* START Data shown *
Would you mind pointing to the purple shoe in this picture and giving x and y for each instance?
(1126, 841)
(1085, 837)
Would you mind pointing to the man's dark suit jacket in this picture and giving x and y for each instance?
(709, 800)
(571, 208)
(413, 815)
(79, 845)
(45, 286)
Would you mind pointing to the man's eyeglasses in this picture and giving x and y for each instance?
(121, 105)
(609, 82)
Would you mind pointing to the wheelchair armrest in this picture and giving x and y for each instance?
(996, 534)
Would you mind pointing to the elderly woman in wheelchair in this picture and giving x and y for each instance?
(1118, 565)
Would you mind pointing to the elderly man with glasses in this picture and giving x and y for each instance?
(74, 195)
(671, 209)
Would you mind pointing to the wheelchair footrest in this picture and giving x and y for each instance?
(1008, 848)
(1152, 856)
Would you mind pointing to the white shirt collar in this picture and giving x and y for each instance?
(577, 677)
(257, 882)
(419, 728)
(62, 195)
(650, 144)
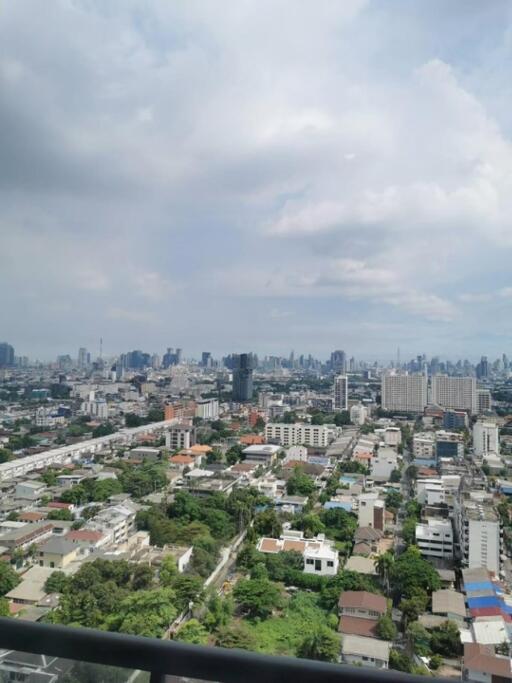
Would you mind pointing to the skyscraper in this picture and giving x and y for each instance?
(405, 393)
(242, 377)
(6, 355)
(341, 392)
(339, 361)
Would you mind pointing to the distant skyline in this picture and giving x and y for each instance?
(257, 176)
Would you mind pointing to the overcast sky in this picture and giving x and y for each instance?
(256, 175)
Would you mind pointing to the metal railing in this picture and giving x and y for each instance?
(163, 657)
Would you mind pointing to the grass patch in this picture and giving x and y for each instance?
(282, 635)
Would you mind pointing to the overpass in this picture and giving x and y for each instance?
(65, 454)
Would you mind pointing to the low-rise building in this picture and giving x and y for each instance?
(361, 651)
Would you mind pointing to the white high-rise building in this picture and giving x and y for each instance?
(405, 393)
(486, 438)
(341, 392)
(458, 393)
(479, 534)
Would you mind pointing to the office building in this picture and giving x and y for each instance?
(458, 393)
(301, 434)
(339, 361)
(435, 539)
(404, 393)
(479, 535)
(455, 419)
(207, 409)
(242, 377)
(341, 392)
(483, 401)
(180, 436)
(485, 438)
(6, 355)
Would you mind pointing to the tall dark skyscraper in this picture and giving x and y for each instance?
(6, 355)
(244, 364)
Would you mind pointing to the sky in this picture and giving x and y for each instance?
(258, 175)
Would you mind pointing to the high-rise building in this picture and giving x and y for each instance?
(341, 392)
(485, 438)
(6, 355)
(339, 361)
(242, 377)
(482, 369)
(82, 357)
(404, 393)
(458, 393)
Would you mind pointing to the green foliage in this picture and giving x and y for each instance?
(267, 523)
(445, 640)
(322, 644)
(8, 578)
(57, 582)
(258, 598)
(411, 573)
(299, 484)
(62, 514)
(236, 636)
(193, 632)
(386, 628)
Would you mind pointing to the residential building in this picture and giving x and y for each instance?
(449, 604)
(479, 535)
(361, 651)
(207, 409)
(56, 553)
(485, 438)
(371, 511)
(482, 664)
(340, 392)
(358, 414)
(301, 434)
(458, 393)
(483, 399)
(265, 454)
(424, 448)
(449, 445)
(403, 392)
(360, 611)
(455, 419)
(244, 364)
(435, 539)
(320, 556)
(180, 436)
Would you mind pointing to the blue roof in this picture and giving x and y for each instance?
(478, 586)
(487, 601)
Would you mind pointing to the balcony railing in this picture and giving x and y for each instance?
(162, 658)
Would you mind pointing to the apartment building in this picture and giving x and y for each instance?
(403, 392)
(341, 392)
(479, 534)
(485, 438)
(458, 393)
(435, 539)
(301, 434)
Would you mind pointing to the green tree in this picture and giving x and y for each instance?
(267, 523)
(299, 483)
(62, 514)
(168, 571)
(236, 636)
(8, 578)
(386, 628)
(57, 582)
(258, 598)
(322, 645)
(193, 632)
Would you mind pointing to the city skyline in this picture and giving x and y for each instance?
(195, 186)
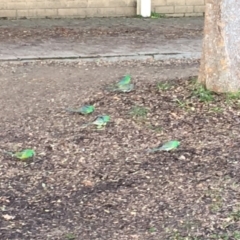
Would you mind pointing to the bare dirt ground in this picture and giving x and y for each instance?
(90, 184)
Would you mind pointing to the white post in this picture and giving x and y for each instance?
(144, 8)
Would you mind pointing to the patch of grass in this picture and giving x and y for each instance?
(226, 236)
(152, 229)
(235, 215)
(157, 15)
(138, 112)
(203, 94)
(233, 98)
(164, 86)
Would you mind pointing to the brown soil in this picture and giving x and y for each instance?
(91, 184)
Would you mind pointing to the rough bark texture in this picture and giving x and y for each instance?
(220, 63)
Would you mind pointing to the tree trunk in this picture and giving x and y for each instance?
(220, 63)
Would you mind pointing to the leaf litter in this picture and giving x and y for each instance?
(103, 185)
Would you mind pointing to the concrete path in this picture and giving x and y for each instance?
(108, 38)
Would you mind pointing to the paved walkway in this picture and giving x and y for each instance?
(111, 38)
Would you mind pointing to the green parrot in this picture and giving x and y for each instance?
(86, 109)
(124, 81)
(23, 155)
(124, 88)
(168, 146)
(100, 121)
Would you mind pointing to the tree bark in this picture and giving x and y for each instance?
(220, 62)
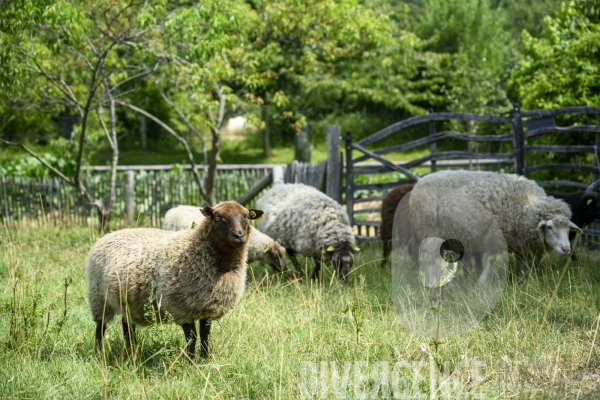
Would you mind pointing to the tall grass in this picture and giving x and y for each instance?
(283, 327)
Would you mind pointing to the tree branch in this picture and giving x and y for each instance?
(176, 136)
(186, 120)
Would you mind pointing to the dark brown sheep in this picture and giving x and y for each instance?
(388, 210)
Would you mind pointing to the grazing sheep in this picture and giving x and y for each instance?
(192, 275)
(585, 209)
(519, 205)
(388, 210)
(310, 223)
(260, 246)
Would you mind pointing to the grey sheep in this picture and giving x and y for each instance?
(519, 205)
(310, 223)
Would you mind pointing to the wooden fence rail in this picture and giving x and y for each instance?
(364, 192)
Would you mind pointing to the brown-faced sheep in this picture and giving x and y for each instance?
(260, 246)
(197, 274)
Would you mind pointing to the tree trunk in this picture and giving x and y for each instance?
(212, 168)
(266, 138)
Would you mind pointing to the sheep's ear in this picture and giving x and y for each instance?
(256, 214)
(541, 224)
(575, 227)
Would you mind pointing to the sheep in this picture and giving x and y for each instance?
(388, 210)
(310, 223)
(190, 275)
(585, 209)
(519, 206)
(260, 246)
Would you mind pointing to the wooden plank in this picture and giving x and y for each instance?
(563, 183)
(378, 186)
(130, 198)
(579, 167)
(333, 182)
(168, 167)
(432, 138)
(456, 154)
(561, 149)
(367, 239)
(387, 163)
(255, 190)
(350, 186)
(561, 111)
(365, 211)
(368, 199)
(367, 223)
(559, 129)
(433, 145)
(419, 119)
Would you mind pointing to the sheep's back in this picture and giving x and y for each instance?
(303, 218)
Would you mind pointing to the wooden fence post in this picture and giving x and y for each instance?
(349, 179)
(518, 140)
(333, 183)
(129, 197)
(277, 173)
(433, 145)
* END Data shown *
### Problem details
Please convert all the entries above into a JSON list of strings, with one string per line and no blank lines. Leave the pictures out of the list.

### Expected answer
[
  "Would you mind pointing to the purple shoe in this picture and giving x and y for each instance?",
  "(1126, 841)",
  "(1085, 837)",
  "Would you mind pointing to the man's dark suit jacket in this picture and giving x and y for each instance?",
  "(709, 800)",
  "(571, 208)",
  "(413, 815)",
  "(79, 845)",
  "(45, 286)",
  "Would you mind pointing to the man's eyeglasses in this picture and giving x and y for each instance?",
  "(121, 105)",
  "(609, 82)",
  "Would you mind pointing to the wheelchair armrest in this picture and giving x and y for each instance?",
  "(996, 534)",
  "Would you mind pointing to the elderly woman in wheelchair in this picture and giving x and y for each instance?",
  "(1118, 565)",
  "Would you mind pointing to the elderly man with glasses in this picture and giving x and y for each instance?",
  "(74, 195)",
  "(671, 209)",
  "Would you mind pointing to the wheelchair footrest in this picture and giving x and y for each instance?",
  "(1008, 848)",
  "(1152, 856)",
  "Would you mind pointing to the white shirt collar in this picture and giving x and y for each instance?",
  "(577, 677)",
  "(257, 882)",
  "(419, 728)",
  "(62, 195)",
  "(650, 144)",
  "Would you mind pointing to the skyscraper in this picture and giving x and y for each instance?",
  "(405, 393)",
  "(242, 377)",
  "(6, 355)",
  "(341, 392)",
  "(339, 361)",
  "Would you mind pointing to the distant skyline in this picture and giving x and y for each instance?",
  "(257, 176)",
  "Would you mind pointing to the overcast sky in this picture and giving x and y for each instance?",
  "(256, 175)",
  "Would you mind pointing to the metal railing in this picture and giving x and y for each instance?",
  "(163, 657)",
  "Would you mind pointing to the grass patch in this picture and giving x and y for each instance?",
  "(282, 635)",
  "Would you mind pointing to the overpass in this picture and giving x and y for each instance?",
  "(65, 454)",
  "Would you mind pointing to the low-rise building in this picture and giving x and y for each instance?",
  "(361, 651)",
  "Would you mind pointing to the white high-rise building in this picture and giving x and y for each instance?",
  "(405, 393)",
  "(486, 438)",
  "(341, 392)",
  "(458, 393)",
  "(479, 534)",
  "Would you mind pointing to the office building in this picture and giving x and y for each instance?",
  "(458, 393)",
  "(301, 434)",
  "(339, 361)",
  "(435, 539)",
  "(404, 393)",
  "(479, 535)",
  "(455, 419)",
  "(207, 409)",
  "(242, 377)",
  "(341, 392)",
  "(483, 401)",
  "(180, 436)",
  "(485, 438)",
  "(6, 355)",
  "Would you mind pointing to the tall dark skyscraper in this picture and giving x and y for each instance?",
  "(6, 355)",
  "(244, 364)",
  "Would you mind pointing to the sky in this picture and giving x and y for each instance?",
  "(258, 175)",
  "Would you mind pointing to the high-rise building in this picture and giving x and y for each instance?",
  "(341, 392)",
  "(485, 438)",
  "(6, 355)",
  "(339, 361)",
  "(242, 377)",
  "(482, 369)",
  "(82, 357)",
  "(404, 393)",
  "(458, 393)",
  "Would you mind pointing to the green foliage in this picture and giving x and y for each instance?",
  "(267, 523)",
  "(445, 640)",
  "(322, 644)",
  "(8, 578)",
  "(57, 582)",
  "(258, 598)",
  "(411, 573)",
  "(299, 484)",
  "(62, 514)",
  "(236, 636)",
  "(193, 632)",
  "(386, 628)",
  "Would you mind pointing to the residential building in this picture and giving x and y for each instance?",
  "(449, 604)",
  "(479, 535)",
  "(361, 651)",
  "(207, 409)",
  "(56, 553)",
  "(485, 438)",
  "(371, 511)",
  "(482, 664)",
  "(340, 392)",
  "(358, 414)",
  "(301, 434)",
  "(458, 393)",
  "(483, 399)",
  "(265, 454)",
  "(424, 448)",
  "(449, 445)",
  "(403, 392)",
  "(360, 611)",
  "(455, 419)",
  "(244, 364)",
  "(435, 539)",
  "(320, 556)",
  "(180, 436)",
  "Would you mind pointing to the blue roof in this picture and giving x and y for each instance?",
  "(478, 586)",
  "(487, 601)",
  "Would you mind pointing to the balcony railing in this picture and giving x and y for each instance?",
  "(162, 658)",
  "Would you mind pointing to the apartment building in this picture and giving x and y for each instance?",
  "(403, 392)",
  "(341, 392)",
  "(479, 534)",
  "(485, 438)",
  "(458, 393)",
  "(435, 539)",
  "(301, 434)",
  "Would you mind pointing to the green tree in this picture and giving x and y for each instance?",
  "(267, 523)",
  "(299, 483)",
  "(62, 514)",
  "(168, 571)",
  "(236, 636)",
  "(8, 578)",
  "(386, 628)",
  "(57, 582)",
  "(258, 598)",
  "(322, 645)",
  "(193, 632)",
  "Would you mind pointing to the city skyline in this picture and giving x and y for each instance?",
  "(195, 186)",
  "Would you mind pointing to the bare dirt ground in this picture and giving x and y for each instance?",
  "(90, 184)",
  "Would you mind pointing to the white post in this picture and giving x and y for each instance?",
  "(144, 8)",
  "Would you mind pointing to the patch of grass in this picture and giving x and y for each instance?",
  "(226, 236)",
  "(152, 229)",
  "(235, 215)",
  "(157, 15)",
  "(138, 112)",
  "(203, 94)",
  "(233, 98)",
  "(164, 86)",
  "Would you mind pointing to the brown soil in this picture and giving x and y for each instance?",
  "(91, 184)",
  "Would you mind pointing to the rough bark texture in this picture and giving x and y for each instance?",
  "(220, 63)",
  "Would you mind pointing to the tree trunk in this picture and giving x and y for each instance?",
  "(220, 63)",
  "Would you mind pointing to the leaf litter in this picture and giving x and y for each instance?",
  "(103, 185)",
  "Would you mind pointing to the concrete path in this picture and giving x and y for each instance?",
  "(108, 38)",
  "Would you mind pointing to the paved walkway in this picture and giving x and y for each instance?",
  "(111, 38)",
  "Would you mind pointing to the green parrot in this picture and giving x and y for each instance?",
  "(86, 109)",
  "(124, 81)",
  "(23, 155)",
  "(124, 88)",
  "(168, 146)",
  "(100, 121)",
  "Would you mind pointing to the tree bark in this picture and giving x and y for each instance?",
  "(220, 62)",
  "Would you mind pointing to the tall grass in this picture and giving x and y for each instance?",
  "(283, 327)",
  "Would you mind pointing to the tree branch in this picture and giving x and y for each instance?",
  "(176, 136)",
  "(186, 120)",
  "Would you mind pointing to the dark brown sheep in this picture and giving x and y for each instance?",
  "(388, 210)",
  "Would you mind pointing to the grazing sheep in this picture and giving x and y for each instance?",
  "(192, 275)",
  "(585, 209)",
  "(519, 205)",
  "(388, 210)",
  "(310, 223)",
  "(260, 246)",
  "Would you mind pointing to the grey sheep in this picture and giving x and y for each instance?",
  "(519, 205)",
  "(310, 223)",
  "Would you mind pointing to the wooden fence rail in this picture and giving x and y for each instance?",
  "(364, 192)",
  "Would you mind pointing to the brown-faced sheep in this picture and giving x and y for each instance?",
  "(260, 246)",
  "(197, 274)",
  "Would you mind pointing to the tree trunk in this picture and giving x and y for each instance?",
  "(212, 168)",
  "(266, 138)",
  "Would you mind pointing to the sheep's ear in this picture and giving x and y for each instance?",
  "(256, 214)",
  "(541, 224)",
  "(575, 227)",
  "Would you mind pointing to the sheep in this picture and giving x and y for each instance?",
  "(388, 210)",
  "(310, 223)",
  "(190, 275)",
  "(585, 209)",
  "(519, 206)",
  "(260, 246)",
  "Would you mind pointing to the wooden plank in this picture and giving x and y for each instance?",
  "(563, 183)",
  "(378, 186)",
  "(130, 198)",
  "(579, 167)",
  "(333, 182)",
  "(168, 167)",
  "(432, 138)",
  "(456, 154)",
  "(561, 149)",
  "(367, 239)",
  "(387, 163)",
  "(255, 190)",
  "(350, 186)",
  "(561, 111)",
  "(365, 211)",
  "(368, 199)",
  "(367, 223)",
  "(559, 129)",
  "(433, 145)",
  "(419, 119)",
  "Would you mind pointing to the sheep's back in this picture and giving x and y for each instance?",
  "(303, 218)",
  "Would you mind pointing to the wooden fence post in this picture and giving x and y for each instance?",
  "(349, 179)",
  "(518, 140)",
  "(333, 183)",
  "(129, 197)",
  "(277, 173)",
  "(433, 145)"
]